**SUPPLIED ENTRIES**
[start]

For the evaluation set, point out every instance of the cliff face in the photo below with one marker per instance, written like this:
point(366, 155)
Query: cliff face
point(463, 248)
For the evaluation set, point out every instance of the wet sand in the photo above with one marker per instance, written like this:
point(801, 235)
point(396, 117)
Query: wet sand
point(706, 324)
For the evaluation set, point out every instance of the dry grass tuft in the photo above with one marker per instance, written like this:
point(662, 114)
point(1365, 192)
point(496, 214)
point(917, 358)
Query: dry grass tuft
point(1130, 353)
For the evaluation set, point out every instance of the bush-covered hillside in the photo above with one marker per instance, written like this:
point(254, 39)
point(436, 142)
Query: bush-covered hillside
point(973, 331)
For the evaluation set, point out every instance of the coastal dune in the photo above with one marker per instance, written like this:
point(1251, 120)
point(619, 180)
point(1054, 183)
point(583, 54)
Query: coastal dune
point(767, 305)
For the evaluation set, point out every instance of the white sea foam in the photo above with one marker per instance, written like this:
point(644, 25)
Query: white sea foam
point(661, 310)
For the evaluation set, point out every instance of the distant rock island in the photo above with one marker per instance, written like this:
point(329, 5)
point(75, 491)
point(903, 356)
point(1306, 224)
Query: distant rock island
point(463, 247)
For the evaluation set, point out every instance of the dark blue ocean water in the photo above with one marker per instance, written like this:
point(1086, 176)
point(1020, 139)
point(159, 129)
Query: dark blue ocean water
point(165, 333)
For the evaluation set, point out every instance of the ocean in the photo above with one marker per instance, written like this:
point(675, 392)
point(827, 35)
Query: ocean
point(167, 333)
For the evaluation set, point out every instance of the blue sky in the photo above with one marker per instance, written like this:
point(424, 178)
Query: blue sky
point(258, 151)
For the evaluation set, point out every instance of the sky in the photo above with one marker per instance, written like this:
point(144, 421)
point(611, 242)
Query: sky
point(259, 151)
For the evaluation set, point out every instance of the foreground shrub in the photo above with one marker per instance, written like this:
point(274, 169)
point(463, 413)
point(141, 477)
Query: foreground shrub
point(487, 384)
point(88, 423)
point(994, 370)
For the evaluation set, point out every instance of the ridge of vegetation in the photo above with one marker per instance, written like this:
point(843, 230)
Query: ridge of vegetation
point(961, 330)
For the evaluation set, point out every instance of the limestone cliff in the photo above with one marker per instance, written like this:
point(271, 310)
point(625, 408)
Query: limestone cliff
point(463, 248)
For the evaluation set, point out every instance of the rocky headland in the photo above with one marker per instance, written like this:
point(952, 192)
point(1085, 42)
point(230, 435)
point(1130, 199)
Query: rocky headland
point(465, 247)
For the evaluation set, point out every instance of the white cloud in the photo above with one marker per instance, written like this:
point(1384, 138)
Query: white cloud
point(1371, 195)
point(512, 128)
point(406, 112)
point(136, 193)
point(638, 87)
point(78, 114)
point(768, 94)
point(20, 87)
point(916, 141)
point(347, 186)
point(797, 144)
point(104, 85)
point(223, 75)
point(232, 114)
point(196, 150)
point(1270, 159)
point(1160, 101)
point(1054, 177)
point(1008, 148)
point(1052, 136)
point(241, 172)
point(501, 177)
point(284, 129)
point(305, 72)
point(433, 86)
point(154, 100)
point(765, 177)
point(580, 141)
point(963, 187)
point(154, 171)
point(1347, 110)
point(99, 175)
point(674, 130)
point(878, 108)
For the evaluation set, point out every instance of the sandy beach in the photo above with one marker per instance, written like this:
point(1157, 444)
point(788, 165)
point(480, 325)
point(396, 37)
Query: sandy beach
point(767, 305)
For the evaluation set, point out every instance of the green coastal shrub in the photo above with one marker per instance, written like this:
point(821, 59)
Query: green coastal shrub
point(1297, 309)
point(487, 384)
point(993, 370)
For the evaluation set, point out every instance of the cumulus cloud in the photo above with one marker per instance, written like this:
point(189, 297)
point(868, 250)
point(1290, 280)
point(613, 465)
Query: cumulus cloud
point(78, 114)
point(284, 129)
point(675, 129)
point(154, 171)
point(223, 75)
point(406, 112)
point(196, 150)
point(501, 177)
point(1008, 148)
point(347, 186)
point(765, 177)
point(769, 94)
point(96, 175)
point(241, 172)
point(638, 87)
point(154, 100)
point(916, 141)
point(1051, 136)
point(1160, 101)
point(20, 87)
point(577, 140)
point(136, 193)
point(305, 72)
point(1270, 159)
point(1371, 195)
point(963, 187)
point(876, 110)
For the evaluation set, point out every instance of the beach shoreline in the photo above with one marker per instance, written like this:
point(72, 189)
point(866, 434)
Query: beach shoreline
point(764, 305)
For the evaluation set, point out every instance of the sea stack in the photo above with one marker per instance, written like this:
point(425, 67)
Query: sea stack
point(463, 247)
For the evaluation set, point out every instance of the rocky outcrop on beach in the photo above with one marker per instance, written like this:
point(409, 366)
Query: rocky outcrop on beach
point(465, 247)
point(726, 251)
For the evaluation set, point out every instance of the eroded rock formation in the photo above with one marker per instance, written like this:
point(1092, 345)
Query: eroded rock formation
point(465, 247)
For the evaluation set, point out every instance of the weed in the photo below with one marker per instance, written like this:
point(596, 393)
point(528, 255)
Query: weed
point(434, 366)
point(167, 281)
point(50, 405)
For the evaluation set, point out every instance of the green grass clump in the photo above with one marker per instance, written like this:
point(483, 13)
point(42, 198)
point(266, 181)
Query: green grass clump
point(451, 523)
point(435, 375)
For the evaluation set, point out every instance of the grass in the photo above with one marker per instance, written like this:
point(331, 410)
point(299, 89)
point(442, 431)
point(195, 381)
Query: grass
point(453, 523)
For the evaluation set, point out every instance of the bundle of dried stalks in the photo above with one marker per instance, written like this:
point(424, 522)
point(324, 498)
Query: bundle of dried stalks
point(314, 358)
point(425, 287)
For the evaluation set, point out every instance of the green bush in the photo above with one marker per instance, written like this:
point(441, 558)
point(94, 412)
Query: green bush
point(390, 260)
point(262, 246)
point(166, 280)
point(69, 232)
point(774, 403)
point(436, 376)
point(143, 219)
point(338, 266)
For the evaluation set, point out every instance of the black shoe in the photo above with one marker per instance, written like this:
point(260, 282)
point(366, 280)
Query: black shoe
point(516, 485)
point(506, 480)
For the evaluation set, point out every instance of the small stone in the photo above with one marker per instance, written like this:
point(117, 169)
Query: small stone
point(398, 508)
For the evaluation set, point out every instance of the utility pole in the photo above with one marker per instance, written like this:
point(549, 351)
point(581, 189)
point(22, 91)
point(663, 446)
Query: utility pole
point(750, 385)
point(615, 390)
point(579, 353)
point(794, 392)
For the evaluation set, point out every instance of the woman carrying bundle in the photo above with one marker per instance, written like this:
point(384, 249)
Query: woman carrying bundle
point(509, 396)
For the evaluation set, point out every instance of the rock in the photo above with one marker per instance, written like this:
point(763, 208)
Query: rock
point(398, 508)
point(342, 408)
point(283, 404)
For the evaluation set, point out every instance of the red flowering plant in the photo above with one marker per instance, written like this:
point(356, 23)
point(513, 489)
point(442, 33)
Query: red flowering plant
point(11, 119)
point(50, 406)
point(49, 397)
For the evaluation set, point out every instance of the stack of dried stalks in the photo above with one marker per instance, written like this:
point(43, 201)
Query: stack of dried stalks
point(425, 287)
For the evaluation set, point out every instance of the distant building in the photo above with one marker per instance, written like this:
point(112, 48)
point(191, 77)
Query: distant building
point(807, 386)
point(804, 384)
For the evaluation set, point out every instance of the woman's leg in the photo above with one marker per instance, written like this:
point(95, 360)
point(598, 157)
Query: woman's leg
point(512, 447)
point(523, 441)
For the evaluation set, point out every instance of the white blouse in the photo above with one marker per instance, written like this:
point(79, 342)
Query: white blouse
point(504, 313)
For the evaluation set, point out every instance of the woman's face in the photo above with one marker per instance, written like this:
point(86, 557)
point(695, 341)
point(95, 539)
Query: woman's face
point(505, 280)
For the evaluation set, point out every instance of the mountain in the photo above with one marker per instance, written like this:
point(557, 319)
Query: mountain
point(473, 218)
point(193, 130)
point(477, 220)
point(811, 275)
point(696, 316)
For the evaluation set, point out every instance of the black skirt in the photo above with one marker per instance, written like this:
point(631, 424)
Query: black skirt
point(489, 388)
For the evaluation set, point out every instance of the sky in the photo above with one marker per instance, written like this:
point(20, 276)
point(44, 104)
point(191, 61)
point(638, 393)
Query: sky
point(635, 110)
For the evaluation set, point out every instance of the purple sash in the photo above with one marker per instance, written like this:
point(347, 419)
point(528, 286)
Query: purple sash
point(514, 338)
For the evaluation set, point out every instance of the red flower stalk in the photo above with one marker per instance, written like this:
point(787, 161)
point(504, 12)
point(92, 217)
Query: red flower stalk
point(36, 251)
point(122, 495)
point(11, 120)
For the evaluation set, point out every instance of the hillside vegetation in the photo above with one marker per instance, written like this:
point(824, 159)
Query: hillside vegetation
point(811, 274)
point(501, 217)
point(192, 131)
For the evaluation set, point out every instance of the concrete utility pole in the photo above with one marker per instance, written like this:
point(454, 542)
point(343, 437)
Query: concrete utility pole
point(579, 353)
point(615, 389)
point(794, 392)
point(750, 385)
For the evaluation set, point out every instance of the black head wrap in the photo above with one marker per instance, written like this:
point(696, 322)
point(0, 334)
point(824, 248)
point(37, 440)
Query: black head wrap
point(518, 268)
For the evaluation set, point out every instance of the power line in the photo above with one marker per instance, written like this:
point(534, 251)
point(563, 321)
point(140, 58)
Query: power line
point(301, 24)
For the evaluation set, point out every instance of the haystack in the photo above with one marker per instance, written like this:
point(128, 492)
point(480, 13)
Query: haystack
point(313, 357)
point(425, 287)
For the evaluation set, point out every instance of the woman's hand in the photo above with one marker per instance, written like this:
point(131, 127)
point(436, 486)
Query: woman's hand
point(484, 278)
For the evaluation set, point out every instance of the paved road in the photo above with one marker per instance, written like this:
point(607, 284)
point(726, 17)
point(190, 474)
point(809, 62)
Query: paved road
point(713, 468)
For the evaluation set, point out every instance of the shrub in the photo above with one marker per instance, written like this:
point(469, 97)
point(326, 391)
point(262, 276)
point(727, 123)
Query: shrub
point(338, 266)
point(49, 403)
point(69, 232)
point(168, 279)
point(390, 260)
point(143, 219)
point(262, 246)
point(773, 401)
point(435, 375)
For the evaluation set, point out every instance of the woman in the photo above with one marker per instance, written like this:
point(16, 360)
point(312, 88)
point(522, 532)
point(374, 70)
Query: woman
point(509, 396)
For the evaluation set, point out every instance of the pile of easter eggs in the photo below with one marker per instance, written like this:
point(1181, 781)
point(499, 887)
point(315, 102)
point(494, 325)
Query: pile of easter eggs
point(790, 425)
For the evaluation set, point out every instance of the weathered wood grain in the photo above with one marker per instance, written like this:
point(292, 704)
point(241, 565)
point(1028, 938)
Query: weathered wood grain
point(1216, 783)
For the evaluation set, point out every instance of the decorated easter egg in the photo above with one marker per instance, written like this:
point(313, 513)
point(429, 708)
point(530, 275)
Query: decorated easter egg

[end]

**PROBLEM REQUIREMENTS**
The answer consists only of the lines from the one containing "For the evaluation set, point out every instance of the pile" to the end of the records, each written out exactly.

**WRITTEN ANSWER**
For the evaluation set, point out every instance of the pile of easter eggs in the photo below with one marker per instance, written like this:
point(1181, 781)
point(499, 887)
point(315, 102)
point(494, 325)
Query: pile of easter eggs
point(790, 425)
For the evaluation set, point out every instance of the weathered wood grain in the photo above with one marker per instance, written like this:
point(292, 704)
point(241, 565)
point(1028, 938)
Query: weathered wood grain
point(1216, 783)
For the evaluation set, point out every instance of the decorated easter egg in the photo above with one marker per instance, written like this:
point(313, 513)
point(429, 708)
point(530, 275)
Query: decorated easter egg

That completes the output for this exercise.